-- WHAT THE TASK ASKS --
Write out the passage about Iqbal word for word, from "In the mid-1980s, Iqbal" to "relationship is Bobita.".

-- PASSAGE TO READ follows --

Iqbal learned to play guitar in the 1970s. He formed his own band Rambling Stone in 1966 with two of his friends named Mukit & Akash. The band used to perform regularly at the Hotel Inter-Continental Dacca. Music director Robin Ghosh hired him as a session guitarist for his upcoming film Pitch Dhala Poth. During one of those shows, director Khan Ataur Rahman met Iqbal and offered him work as an actor in a lead role for the film Apan Por .

==Career==
After the Bangladesh Liberation War, Iqbal started acting regularly from the mid-1970s. He acted in films including Shurjo Shongram, its sequel Shurjo Grahan, Mastan (1975), Bedin, Chor, Ongshidar, Noyoner Alo (1984), Ashirbad, Abishkar, Morjada, Chobol, Shikar, Jogajog, Premik, Shondhi, Akorshon, Obodan, Miss Lanka, Doshi, Shahosh, Gorjon, Kabin, Chorer Bou, Usila, Srodhdha, Shajano Bagan, Bondhu Amar, Lawarish, MohaShotru and Lokhkhir Shongshar. He co-starred with actress Bobita in more than 30 films.

In the mid-1980s, Iqbal released a solo album. He died of liver failure in 1991.

==Personal life and death==
Iqbal was married to Sonia. Together they had two sons, Shadab and Zain. The eminent singer died on 6 January 1992, due to cancer.

It was rumored that before marrying, he was in a relationship is Bobita.

-- PASSAGE TO READ concluded --
-- AVAILABLE DATA follows --

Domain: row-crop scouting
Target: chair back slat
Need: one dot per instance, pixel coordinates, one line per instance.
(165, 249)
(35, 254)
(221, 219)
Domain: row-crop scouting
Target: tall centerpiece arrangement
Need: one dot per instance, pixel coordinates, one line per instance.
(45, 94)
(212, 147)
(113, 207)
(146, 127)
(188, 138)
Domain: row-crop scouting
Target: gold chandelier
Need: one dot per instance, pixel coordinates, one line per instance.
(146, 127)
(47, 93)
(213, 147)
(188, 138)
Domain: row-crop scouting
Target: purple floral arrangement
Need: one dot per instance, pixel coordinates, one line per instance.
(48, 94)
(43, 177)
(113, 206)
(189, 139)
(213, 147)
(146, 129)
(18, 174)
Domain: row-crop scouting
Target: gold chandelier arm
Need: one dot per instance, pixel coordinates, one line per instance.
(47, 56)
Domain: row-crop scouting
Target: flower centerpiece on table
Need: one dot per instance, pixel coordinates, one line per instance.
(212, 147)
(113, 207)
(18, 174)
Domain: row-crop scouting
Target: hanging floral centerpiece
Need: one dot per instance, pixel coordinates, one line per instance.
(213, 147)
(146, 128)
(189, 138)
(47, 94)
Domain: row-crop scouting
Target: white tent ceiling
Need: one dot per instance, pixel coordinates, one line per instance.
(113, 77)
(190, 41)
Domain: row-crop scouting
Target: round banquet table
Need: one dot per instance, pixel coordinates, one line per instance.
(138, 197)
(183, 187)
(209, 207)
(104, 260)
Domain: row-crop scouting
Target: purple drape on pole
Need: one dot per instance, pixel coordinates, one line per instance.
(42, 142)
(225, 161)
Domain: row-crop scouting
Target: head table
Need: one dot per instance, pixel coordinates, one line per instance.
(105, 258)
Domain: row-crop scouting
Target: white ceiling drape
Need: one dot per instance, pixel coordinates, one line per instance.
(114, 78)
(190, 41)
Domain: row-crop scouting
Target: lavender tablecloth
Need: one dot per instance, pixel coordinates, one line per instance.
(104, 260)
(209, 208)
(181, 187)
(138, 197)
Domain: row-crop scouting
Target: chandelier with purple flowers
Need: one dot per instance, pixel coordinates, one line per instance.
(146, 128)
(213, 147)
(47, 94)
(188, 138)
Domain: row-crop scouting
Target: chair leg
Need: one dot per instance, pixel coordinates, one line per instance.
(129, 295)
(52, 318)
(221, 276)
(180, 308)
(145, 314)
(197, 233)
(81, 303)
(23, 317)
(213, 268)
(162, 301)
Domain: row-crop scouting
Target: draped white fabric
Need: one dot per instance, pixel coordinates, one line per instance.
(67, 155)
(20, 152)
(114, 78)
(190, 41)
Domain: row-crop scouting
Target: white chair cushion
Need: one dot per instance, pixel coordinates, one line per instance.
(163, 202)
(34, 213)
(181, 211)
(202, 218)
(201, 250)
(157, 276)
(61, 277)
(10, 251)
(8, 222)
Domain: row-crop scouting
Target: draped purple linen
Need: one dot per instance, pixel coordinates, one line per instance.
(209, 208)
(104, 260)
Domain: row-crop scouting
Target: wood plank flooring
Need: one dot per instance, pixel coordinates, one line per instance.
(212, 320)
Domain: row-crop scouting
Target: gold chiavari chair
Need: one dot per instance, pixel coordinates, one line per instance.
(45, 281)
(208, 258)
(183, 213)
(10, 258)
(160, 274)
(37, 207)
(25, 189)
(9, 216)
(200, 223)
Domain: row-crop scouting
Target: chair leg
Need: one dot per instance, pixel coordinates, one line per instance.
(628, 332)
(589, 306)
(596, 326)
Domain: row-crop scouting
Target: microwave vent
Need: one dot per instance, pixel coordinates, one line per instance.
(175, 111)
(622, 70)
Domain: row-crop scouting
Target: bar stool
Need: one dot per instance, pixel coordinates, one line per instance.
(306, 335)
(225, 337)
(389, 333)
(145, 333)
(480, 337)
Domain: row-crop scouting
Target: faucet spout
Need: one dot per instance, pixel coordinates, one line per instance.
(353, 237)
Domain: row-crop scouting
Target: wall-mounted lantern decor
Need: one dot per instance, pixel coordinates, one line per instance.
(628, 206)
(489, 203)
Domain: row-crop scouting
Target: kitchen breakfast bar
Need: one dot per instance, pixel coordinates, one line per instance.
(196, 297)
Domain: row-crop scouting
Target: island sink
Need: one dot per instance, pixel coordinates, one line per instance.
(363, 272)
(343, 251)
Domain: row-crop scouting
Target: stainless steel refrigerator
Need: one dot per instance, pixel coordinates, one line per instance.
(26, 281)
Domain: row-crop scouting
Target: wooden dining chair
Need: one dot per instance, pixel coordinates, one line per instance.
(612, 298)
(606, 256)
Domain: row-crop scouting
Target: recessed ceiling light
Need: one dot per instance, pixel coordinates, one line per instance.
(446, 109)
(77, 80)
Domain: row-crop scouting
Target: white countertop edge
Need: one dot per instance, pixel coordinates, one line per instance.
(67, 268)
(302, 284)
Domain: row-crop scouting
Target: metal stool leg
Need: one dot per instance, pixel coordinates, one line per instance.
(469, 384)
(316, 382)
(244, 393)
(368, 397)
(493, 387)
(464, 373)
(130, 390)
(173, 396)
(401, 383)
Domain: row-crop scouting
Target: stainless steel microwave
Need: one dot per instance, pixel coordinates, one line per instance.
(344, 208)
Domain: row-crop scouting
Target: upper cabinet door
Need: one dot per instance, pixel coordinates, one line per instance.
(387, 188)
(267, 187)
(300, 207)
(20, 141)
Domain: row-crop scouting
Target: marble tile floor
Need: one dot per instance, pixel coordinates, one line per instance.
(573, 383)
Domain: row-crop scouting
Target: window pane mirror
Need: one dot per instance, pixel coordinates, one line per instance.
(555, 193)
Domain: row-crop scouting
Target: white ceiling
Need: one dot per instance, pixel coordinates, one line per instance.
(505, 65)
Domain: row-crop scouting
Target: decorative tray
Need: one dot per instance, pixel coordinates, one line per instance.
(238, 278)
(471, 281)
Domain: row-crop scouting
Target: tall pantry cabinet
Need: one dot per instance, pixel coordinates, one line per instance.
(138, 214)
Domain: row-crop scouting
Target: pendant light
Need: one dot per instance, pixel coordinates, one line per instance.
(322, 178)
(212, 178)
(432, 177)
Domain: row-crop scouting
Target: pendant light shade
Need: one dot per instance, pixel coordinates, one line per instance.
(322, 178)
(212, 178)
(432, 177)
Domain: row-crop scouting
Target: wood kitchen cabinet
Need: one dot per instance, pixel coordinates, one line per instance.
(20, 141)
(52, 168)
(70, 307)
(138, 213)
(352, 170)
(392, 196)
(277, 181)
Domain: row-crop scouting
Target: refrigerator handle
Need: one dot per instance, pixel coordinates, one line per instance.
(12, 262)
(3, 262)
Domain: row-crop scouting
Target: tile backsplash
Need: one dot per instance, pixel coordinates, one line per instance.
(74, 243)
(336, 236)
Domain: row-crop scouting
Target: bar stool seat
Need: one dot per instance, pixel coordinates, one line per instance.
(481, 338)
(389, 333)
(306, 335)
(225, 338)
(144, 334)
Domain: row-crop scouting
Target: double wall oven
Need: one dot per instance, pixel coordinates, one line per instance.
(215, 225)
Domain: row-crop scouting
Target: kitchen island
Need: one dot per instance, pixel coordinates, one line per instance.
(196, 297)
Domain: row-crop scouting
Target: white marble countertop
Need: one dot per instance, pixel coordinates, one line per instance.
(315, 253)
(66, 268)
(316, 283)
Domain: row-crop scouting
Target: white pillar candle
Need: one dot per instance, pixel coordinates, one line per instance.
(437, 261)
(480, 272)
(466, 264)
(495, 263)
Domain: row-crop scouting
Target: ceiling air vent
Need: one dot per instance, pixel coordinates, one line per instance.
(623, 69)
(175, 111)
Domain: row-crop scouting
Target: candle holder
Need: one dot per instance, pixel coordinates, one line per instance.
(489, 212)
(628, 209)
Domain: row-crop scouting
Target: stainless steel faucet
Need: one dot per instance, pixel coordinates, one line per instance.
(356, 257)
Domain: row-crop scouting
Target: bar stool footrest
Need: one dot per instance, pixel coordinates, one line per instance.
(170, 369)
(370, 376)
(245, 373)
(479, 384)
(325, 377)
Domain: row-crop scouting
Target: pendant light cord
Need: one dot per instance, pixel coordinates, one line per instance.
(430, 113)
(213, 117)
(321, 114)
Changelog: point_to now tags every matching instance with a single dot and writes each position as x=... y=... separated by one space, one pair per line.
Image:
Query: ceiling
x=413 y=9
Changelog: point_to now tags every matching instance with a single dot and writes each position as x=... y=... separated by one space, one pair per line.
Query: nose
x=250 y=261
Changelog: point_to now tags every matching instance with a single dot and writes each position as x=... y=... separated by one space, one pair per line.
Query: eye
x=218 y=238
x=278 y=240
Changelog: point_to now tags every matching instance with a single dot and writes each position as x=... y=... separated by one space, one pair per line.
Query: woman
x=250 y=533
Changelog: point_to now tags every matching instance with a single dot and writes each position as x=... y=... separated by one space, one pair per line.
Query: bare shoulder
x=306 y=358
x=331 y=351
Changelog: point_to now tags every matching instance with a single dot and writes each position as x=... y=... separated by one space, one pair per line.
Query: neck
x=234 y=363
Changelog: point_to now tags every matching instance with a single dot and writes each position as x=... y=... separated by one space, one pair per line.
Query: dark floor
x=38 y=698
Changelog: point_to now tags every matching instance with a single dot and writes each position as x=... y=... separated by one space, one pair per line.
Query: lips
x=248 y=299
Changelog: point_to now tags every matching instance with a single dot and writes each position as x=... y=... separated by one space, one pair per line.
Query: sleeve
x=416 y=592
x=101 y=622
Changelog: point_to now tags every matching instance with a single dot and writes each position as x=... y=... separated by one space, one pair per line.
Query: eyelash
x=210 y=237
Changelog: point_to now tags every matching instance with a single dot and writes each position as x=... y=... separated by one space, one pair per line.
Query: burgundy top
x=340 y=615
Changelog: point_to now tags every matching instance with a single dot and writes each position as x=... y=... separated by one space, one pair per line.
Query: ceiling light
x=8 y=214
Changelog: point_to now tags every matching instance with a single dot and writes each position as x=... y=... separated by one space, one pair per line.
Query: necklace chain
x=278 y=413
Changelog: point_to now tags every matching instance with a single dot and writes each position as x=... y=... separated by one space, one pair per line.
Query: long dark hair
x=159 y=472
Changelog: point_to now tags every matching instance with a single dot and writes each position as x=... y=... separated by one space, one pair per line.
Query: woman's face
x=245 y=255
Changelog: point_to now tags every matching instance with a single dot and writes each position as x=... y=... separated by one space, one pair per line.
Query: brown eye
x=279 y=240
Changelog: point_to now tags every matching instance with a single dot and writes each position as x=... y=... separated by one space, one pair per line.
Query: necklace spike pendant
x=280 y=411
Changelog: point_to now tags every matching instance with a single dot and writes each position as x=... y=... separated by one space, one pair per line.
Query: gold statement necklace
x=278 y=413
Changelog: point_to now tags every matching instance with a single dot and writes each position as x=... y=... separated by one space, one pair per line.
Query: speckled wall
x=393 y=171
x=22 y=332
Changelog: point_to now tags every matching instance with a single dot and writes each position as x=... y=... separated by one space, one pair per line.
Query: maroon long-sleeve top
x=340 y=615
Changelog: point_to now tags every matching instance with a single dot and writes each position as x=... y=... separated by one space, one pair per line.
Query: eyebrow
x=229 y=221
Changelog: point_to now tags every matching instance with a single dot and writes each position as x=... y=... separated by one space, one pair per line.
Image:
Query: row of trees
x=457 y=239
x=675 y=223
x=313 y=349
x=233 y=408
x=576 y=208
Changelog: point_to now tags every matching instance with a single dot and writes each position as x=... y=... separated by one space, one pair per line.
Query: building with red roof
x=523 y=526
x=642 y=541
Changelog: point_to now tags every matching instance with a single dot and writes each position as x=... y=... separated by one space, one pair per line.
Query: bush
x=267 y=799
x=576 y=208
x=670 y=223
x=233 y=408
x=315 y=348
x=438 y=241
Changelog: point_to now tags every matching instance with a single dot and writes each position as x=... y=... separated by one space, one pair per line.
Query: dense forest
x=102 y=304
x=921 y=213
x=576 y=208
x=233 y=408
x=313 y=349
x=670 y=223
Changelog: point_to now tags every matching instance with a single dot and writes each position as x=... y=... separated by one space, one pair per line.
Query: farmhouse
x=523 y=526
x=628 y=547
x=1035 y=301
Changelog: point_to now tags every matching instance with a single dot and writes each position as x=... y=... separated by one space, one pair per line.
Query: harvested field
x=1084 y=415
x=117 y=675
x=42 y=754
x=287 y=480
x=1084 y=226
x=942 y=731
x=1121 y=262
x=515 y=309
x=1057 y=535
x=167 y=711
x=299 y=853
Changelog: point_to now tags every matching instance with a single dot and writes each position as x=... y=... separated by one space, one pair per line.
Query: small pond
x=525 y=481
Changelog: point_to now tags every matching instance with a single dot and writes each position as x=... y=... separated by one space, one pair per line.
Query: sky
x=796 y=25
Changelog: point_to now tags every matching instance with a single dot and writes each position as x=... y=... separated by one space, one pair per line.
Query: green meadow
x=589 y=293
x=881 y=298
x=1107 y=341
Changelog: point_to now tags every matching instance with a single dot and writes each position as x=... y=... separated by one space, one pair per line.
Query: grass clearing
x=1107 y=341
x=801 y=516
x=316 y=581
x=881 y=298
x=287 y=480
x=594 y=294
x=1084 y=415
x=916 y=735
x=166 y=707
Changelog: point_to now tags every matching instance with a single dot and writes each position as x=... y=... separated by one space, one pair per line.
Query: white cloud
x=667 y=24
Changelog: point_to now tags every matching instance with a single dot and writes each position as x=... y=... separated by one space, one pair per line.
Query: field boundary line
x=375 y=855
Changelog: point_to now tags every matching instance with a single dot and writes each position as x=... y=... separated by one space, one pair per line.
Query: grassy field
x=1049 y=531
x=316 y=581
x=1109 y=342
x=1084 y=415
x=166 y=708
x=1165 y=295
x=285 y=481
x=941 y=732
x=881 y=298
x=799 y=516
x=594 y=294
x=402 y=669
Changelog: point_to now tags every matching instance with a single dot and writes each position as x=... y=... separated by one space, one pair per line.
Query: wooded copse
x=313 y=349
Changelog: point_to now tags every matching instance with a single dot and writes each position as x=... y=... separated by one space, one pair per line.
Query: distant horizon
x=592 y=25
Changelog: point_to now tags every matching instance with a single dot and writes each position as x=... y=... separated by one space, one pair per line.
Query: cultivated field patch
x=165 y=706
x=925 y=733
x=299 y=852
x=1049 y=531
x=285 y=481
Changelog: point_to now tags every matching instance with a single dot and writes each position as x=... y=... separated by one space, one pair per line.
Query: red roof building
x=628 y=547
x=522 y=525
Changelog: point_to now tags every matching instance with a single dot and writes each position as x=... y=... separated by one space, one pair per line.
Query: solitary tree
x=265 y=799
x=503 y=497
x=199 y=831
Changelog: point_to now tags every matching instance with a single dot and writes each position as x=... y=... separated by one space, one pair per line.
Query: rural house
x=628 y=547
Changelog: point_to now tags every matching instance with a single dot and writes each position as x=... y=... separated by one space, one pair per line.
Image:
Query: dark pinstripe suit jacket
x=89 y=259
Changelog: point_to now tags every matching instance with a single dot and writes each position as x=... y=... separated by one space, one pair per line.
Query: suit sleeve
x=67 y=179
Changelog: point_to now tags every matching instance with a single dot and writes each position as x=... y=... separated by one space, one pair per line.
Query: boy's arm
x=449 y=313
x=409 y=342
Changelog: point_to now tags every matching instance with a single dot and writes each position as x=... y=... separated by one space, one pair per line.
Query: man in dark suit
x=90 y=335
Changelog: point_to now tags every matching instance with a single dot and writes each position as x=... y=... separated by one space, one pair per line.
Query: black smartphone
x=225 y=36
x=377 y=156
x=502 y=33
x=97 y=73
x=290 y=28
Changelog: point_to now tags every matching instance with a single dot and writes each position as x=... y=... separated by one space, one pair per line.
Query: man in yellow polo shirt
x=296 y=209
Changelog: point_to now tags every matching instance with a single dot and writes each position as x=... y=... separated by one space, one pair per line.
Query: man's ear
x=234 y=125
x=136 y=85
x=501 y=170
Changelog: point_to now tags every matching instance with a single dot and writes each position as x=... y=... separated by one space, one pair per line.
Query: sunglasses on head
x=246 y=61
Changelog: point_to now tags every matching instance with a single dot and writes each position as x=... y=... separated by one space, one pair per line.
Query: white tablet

-- AVAILABLE DATA concluded --

-- RESPONSE --
In the mid-1980s, Iqbal released a solo album. He died of liver failure in 1991.

==Personal life and death==
Iqbal was married to Sonia. Together they had two sons, Shadab and Zain. The eminent singer died on 6 January 1992, due to cancer.

It was rumored that before marrying, he was in a relationship is Bobita.